Metin bölümü

Saat handiyse öğleni geçti. Bir büyük şehrin tarihin izlerinin
kol gezdiği, ancak o izlerin neredeyse güç bela görülebildiği,
epeyce köhneleşmiş bir bölgesi. Yorgun yokuşlarda birbirine
yıkılmış mı yoksa birbirine dayanmış mı demeli sıra sıra
dükkânların dizildiği bir esnaf çarşısı. Giysiden mutfak eşyasına
türlü türlü ürünler satılıyor. Adeta nostaljik bir turistik geziye
çıkmış orta sınıftan insanlar dışta bırakıldığında asıl olarak alt
sınıftan insanların alışveriş yaptıkları bir yer burası.
Bir zamanlar, özellikle de bu saatlerde epeyce kalabalık olurdu
çarşı, hele de bayram öncesi iğne atsan yere düşmezdi. Gelen
geçenlerin sesleri dükkân sahiplerinin, çalışanlarının çığrışlarına
karışır, gürültüler bir yokuştan diğer yokuşa dolanıp dururdu. Ama
şimdi üç beş kişinin ürünlerine dikkati çekmeye çalışan birkaç
dükkân çığırtkanının sesinden başka seda kalmamış gibi ortalıkta.
Üstelik alt perdeden. Anlaşılan onlarınki bir tür alışkanlığın arta
kalanları kıvamında, ne heves kalmış ne de coşku. Kimi tezgâhtarlar
dükkânların önlerinde sessiz sedasız öylece dikiliyorlar boş boş.
Kimi dükkân sahipleri ise kamburunu çıkarmış el elde baş başta
oturdukları taburelerde gelip geçenlere değil, deyim yerindeyse
ifadesiz gözlerle boşluğa bakıyor. Suskunluklarında,
kimsesizliklerinde kalabalıkları, özgül ağırlığını yitirmiş siftahı
bekliyorlar belki de.
Birkaç dükkân dışında hiçbirinde müşteriden eser yok. Aralarda
kepenklerini açmamış dükkânlara, boşaltılmış olanlar eşlik ediyor.
Bir iki aya kalmaz yenileri eklenecek bunlara besbelli ki. Durum
ortada, bir iki acil ihtiyaç için çarşıya gelen üç beş kişiyle
dükkânları döndürmenin mümkün olmadığı o kadar aşikâr ki öyle çok
derin analizlere ihtiyaç yok. Görünen köy kılavuz istemez.

Görev listesi
A - Aşağıdaki satırlardan "bush" dizisini içerenlerin hepsini ayıklayıp kopyalayın. Büyük ve küçük harf ayrımı dikkate alınmalıdır.
B - Köhneleşmiş esnaf çarşısını anlatan metni kaldığı yerden sürdürün.

Çıkarılan bilgiler
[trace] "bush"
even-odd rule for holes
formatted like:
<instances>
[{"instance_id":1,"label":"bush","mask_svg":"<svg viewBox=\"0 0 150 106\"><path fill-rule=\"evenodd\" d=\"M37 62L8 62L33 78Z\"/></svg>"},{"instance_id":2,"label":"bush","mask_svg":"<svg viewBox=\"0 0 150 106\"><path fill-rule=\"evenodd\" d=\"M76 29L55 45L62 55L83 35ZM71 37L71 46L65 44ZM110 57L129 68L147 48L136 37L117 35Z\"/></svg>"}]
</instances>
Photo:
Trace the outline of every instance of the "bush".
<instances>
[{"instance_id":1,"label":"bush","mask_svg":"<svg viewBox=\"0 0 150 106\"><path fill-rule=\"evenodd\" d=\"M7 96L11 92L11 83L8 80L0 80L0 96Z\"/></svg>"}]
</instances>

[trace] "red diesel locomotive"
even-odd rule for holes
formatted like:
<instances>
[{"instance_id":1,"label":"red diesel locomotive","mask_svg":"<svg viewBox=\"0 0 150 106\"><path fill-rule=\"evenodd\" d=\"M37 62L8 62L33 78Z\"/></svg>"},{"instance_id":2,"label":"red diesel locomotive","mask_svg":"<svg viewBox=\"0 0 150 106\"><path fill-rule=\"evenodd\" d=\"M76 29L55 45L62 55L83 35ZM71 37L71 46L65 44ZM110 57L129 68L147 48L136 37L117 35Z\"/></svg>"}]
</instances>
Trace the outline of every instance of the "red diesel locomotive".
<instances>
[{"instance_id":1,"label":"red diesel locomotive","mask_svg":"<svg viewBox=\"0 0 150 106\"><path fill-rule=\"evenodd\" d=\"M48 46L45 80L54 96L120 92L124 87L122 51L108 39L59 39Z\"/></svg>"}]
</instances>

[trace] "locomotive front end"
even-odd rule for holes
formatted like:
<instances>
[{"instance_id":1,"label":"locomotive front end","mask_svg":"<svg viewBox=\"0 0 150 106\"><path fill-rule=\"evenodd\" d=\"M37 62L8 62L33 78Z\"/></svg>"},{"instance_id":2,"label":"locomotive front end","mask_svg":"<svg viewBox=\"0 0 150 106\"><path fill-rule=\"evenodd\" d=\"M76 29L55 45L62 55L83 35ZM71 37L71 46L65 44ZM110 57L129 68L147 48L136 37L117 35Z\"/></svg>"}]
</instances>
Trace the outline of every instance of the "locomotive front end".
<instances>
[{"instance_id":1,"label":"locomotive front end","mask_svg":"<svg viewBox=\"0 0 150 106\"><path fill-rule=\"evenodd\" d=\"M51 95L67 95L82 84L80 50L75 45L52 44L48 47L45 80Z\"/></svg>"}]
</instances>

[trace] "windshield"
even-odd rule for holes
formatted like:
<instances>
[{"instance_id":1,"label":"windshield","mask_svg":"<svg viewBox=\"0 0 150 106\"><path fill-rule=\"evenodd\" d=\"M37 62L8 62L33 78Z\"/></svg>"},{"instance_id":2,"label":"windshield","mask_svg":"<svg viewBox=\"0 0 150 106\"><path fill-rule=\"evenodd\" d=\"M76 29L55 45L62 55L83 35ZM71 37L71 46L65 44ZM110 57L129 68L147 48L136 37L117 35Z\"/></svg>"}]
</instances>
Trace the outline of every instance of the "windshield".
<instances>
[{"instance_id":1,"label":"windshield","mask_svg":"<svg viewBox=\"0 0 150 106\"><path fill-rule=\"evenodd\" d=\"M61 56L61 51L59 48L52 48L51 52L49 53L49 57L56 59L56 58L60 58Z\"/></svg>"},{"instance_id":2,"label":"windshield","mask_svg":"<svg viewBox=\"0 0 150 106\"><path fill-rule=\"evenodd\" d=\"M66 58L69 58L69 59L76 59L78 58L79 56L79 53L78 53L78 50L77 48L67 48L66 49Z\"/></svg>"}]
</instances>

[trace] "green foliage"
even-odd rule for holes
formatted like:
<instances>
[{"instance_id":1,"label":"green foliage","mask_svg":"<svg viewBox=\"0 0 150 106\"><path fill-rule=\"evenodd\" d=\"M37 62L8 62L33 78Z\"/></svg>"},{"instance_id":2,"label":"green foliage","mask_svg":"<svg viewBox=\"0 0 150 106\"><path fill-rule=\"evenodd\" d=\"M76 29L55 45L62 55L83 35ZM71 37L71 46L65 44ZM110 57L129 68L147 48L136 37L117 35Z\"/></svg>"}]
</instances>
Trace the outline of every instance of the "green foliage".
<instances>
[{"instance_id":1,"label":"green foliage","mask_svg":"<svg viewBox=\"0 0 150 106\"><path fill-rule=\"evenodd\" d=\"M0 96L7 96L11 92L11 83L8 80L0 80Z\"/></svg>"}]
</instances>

Alıştırma sonuçları
A -
[trace] "bush"
[{"instance_id":1,"label":"bush","mask_svg":"<svg viewBox=\"0 0 150 106\"><path fill-rule=\"evenodd\" d=\"M37 62L8 62L33 78Z\"/></svg>"},{"instance_id":2,"label":"bush","mask_svg":"<svg viewBox=\"0 0 150 106\"><path fill-rule=\"evenodd\" d=\"M76 29L55 45L62 55L83 35ZM71 37L71 46L65 44ZM110 57L129 68L147 48L136 37L117 35Z\"/></svg>"}]
Trace the outline of every instance of the "bush".
[{"instance_id":1,"label":"bush","mask_svg":"<svg viewBox=\"0 0 150 106\"><path fill-rule=\"evenodd\" d=\"M7 96L11 92L11 83L8 80L0 80L0 96Z\"/></svg>"}]

B -
İşte çarşıdan bir iki küçük ayrıntı:
Bakır kaplar, hediyelikler satan bir dükkân. Açık mı kapalı mı
belli değil, kapıyı çalıyor bir kadın ve bir iki çalıştan sonra üst
kattaki kalay odasından aşağı iniyor dükkân sahibi. Bir şeyler alıp
almayacağı belirsiz, kararsız müşterinin sorduğu sorulara biraz da
bezgin bir halde kısa kısa cevaplar veriyor. Konuşmaya
gönülsüzlüğünden olacak ki “işinizi de böldüm” diyen müşteriye
kısık ve adeta kırgın bir sesle “olsun n’apalım belki siftah
yaparız” diyor dükkân sahibi. Üç beş saat sonra hava kararacak ve
dükkânı kapatma zamanı gelecek. Bir iki bir şey alacak birileri
çıkar mı meçhul, yapabildiği altmış liralık siftahıyla ağır aksak
yukarıda yarım kalan işi için merdivenlere yöneliyor.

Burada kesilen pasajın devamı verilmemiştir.